=== Text segment ===
════════

Kane County is getting a jump on the budgeting process for the 2027 fiscal year, which starts on Dec. 1.
Several budget-related items secured approval at the board’s regular meeting last week, including plans to use the Consumer Price Index of 2.7% in the budgeting process as the planned property tax hike for the year, raises for non-union employees and the doling out of some of the county’s Grand Victoria Riverboat funds toward county projects.
Another measure allocating the county’s mass transit sales tax funds for the coming year, however, failed to secure board approval last week.
Kane County has been facing a looming budget shortfall in its general fund in recent years, which its board has been solving since 2023 by dipping into the county’s cash reserves.
But, county staff has cautioned that doing so won’t be an option forever, and that the county must make significant cuts or find new revenue before 2027 to avoid dipping into its required 90-day reserves.
That’s left the board with the task of finding new revenue or cutting costs to avoid spending down its reserve funds.
One of the possible solutions was a 0.75% sales tax referendum question, but it was overwhelmingly shot down by voters in 2025.
Last year, in the wake of the referendum question’s failure, the board took a variety of measures to close the gap, but ultimately ended up using about $6 million in cash reserves to balance its fiscal year 2026 budget. That amount, however, is down from about $27 million used to balance its budget the year prior.

════════

=== Task objective ===
Edit the Kane County budget text between "Another measure allocating" and "voters in 2025.", inclusive, by replacing "revenue" with "income".

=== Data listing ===
════════

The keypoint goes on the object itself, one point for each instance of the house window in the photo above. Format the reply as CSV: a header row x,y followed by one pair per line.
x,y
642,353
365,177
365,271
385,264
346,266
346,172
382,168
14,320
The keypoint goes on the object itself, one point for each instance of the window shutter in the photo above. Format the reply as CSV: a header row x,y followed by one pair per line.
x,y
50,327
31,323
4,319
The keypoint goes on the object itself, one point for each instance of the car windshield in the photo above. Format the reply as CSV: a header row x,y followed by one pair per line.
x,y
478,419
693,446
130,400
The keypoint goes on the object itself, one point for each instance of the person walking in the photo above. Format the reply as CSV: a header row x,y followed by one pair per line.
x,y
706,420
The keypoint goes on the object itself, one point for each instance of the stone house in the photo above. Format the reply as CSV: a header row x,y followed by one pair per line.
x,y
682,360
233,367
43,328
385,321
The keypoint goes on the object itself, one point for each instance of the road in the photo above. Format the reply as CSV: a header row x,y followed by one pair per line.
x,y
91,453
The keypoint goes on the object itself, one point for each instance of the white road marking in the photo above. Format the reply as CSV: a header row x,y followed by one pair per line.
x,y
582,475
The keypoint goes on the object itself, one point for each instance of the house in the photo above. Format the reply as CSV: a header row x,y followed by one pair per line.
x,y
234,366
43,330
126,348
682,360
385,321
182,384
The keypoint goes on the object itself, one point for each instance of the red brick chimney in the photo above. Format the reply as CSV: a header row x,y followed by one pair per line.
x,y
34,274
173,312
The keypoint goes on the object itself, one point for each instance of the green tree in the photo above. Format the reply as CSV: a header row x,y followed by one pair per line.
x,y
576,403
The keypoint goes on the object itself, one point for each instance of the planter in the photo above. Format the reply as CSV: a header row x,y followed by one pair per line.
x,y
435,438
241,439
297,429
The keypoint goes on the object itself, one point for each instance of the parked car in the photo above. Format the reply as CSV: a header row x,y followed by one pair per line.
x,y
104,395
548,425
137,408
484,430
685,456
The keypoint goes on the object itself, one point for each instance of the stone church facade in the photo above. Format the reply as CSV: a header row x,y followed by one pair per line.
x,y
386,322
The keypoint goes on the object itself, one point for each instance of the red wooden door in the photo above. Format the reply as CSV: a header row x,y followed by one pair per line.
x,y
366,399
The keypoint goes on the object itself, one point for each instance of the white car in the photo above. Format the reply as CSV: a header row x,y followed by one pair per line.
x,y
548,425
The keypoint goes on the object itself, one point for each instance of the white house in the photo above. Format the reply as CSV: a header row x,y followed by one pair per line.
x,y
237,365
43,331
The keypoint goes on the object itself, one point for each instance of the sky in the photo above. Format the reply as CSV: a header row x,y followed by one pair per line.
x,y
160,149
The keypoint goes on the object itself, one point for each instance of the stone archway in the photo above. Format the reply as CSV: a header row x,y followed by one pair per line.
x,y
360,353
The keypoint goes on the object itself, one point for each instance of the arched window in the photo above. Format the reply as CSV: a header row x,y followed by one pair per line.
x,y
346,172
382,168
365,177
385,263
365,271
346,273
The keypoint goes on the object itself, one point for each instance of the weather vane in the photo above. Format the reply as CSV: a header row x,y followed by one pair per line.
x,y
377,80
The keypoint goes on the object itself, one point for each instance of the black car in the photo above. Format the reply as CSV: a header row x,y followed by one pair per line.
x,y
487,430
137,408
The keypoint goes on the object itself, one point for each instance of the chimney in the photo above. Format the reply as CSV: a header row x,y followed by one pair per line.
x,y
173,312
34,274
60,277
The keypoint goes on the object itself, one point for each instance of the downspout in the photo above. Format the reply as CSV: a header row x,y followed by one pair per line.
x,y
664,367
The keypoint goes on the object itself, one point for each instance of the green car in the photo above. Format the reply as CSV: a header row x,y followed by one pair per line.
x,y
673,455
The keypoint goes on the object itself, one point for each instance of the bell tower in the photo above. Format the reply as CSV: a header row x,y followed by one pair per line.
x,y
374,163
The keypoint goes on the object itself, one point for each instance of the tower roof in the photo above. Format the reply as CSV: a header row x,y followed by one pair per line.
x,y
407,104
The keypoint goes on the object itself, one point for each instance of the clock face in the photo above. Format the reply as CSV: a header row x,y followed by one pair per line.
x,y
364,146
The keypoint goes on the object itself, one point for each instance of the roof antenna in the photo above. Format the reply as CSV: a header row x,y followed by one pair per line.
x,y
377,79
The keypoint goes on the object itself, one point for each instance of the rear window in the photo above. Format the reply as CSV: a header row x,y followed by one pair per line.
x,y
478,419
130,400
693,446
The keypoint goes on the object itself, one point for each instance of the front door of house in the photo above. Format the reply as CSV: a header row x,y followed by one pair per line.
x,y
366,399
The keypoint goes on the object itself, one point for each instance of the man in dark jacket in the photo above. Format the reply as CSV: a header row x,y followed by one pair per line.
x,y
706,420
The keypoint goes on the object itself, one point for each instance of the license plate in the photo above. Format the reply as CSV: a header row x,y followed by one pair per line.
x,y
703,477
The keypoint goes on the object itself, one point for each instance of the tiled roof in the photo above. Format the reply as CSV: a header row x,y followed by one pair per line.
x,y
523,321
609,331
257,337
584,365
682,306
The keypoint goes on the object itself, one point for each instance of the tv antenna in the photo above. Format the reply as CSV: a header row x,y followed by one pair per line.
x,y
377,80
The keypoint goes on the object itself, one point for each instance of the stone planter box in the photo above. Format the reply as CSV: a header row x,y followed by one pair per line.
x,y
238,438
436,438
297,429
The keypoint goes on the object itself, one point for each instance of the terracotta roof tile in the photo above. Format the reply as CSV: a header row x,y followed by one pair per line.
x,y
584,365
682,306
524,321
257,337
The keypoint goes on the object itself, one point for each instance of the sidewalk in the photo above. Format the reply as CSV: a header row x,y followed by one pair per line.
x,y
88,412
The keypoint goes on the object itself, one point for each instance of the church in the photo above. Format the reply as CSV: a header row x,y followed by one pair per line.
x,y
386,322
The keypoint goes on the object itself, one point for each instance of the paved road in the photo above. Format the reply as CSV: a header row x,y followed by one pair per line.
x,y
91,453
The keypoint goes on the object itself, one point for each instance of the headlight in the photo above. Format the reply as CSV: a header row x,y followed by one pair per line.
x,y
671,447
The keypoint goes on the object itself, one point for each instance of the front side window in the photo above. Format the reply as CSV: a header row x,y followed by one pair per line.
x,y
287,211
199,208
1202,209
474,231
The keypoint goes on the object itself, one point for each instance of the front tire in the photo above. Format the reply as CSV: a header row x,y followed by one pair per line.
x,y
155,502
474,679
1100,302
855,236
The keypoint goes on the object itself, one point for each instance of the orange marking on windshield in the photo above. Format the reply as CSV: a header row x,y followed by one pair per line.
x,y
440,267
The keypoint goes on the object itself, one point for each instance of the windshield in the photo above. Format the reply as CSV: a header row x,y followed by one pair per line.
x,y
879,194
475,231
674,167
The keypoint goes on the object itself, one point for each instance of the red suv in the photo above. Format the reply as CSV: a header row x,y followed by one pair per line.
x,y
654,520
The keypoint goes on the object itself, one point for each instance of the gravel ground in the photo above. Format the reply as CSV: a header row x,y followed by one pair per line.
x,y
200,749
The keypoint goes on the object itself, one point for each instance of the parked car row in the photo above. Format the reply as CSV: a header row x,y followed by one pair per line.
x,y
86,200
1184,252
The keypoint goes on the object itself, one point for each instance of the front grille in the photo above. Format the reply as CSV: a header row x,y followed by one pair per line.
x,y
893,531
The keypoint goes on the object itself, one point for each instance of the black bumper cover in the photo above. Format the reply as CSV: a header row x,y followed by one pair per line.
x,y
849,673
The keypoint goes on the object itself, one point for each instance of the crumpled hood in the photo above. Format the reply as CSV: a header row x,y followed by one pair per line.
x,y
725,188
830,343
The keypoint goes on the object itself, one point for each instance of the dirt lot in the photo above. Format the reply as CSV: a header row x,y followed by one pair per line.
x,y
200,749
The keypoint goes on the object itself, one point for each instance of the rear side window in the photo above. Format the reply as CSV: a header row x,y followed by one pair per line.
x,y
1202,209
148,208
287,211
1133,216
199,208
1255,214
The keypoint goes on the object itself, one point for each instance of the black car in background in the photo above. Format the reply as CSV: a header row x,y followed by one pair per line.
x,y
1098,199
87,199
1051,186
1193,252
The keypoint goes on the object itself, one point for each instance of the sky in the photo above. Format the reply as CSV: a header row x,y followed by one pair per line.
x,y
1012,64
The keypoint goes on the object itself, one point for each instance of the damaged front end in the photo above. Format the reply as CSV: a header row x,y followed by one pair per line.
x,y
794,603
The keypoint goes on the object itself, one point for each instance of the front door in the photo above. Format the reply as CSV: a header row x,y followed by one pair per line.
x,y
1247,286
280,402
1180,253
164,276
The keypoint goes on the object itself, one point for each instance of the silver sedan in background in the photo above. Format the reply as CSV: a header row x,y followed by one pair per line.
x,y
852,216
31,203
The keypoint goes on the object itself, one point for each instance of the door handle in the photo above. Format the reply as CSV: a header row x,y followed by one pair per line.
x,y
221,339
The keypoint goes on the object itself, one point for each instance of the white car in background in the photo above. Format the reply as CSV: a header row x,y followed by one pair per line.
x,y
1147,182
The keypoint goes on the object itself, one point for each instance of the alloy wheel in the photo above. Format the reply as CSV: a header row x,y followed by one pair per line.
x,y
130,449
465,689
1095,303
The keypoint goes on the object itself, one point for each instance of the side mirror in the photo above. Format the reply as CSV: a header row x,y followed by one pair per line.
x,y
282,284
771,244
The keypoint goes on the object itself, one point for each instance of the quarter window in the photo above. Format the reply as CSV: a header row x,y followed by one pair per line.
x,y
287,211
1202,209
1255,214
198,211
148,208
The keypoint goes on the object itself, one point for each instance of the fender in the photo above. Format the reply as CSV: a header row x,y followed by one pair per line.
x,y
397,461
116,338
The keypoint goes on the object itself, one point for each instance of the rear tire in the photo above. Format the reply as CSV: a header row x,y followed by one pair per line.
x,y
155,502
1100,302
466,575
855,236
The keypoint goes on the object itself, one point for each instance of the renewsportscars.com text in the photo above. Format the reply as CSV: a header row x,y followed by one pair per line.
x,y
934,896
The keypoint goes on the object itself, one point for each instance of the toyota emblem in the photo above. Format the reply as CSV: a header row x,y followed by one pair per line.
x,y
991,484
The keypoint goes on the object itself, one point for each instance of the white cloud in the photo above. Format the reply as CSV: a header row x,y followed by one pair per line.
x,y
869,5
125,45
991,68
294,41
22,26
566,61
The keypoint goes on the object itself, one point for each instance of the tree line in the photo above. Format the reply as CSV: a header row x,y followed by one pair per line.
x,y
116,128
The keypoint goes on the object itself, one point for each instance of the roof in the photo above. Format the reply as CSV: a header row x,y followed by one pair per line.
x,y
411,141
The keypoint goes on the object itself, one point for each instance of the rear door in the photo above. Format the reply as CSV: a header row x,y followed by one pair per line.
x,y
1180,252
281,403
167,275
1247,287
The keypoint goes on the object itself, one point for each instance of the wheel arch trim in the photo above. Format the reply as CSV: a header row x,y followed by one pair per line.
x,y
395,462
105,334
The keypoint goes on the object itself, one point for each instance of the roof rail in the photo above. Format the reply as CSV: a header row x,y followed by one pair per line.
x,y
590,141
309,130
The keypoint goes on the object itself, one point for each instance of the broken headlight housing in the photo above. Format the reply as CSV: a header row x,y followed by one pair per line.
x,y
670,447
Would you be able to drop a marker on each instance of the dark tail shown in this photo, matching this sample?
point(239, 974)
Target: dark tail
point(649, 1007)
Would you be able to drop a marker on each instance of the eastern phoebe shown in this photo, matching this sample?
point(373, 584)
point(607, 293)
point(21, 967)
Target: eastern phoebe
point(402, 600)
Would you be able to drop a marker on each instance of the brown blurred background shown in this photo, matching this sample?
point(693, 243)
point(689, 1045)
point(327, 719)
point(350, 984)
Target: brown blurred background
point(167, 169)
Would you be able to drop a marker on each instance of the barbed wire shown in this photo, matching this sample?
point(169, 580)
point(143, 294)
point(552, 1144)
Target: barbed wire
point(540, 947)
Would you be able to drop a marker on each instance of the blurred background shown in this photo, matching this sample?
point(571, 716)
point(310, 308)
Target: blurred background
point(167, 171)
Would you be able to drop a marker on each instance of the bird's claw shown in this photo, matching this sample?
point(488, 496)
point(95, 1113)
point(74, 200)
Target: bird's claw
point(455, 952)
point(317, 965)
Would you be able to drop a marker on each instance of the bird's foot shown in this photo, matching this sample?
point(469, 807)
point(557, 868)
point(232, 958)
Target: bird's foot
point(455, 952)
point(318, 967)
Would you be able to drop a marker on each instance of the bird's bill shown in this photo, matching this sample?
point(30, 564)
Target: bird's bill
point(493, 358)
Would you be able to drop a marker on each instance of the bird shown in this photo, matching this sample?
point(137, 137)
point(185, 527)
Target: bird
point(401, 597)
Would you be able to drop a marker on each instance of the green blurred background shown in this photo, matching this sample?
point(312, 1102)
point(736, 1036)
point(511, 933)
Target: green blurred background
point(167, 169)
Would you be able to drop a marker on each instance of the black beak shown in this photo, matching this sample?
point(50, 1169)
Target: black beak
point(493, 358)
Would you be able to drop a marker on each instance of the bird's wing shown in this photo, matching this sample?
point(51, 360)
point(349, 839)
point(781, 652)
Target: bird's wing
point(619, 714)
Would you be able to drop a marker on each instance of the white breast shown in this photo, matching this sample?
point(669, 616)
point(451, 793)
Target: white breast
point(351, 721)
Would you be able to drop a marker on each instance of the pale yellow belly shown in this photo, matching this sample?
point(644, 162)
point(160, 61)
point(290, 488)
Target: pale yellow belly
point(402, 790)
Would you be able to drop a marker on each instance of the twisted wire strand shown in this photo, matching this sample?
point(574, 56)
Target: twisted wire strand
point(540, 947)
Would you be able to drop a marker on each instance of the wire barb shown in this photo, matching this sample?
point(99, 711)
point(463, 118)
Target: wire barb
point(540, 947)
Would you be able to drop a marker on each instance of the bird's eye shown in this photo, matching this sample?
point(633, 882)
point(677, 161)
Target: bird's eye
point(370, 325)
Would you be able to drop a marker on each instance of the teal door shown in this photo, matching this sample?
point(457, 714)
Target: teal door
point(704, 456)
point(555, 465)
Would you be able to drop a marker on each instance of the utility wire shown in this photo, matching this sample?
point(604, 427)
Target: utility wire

════════

=== Output for this task ===
Another measure allocating the county’s mass transit sales tax funds for the coming year, however, failed to secure board approval last week.
Kane County has been facing a looming budget shortfall in its general fund in recent years, which its board has been solving since 2023 by dipping into the county’s cash reserves.
But, county staff has cautioned that doing so won’t be an option forever, and that the county must make significant cuts or find new income before 2027 to avoid dipping into its required 90-day reserves.
That’s left the board with the task of finding new income or cutting costs to avoid spending down its reserve funds.
One of the possible solutions was a 0.75% sales tax referendum question, but it was overwhelmingly shot down by voters in 2025.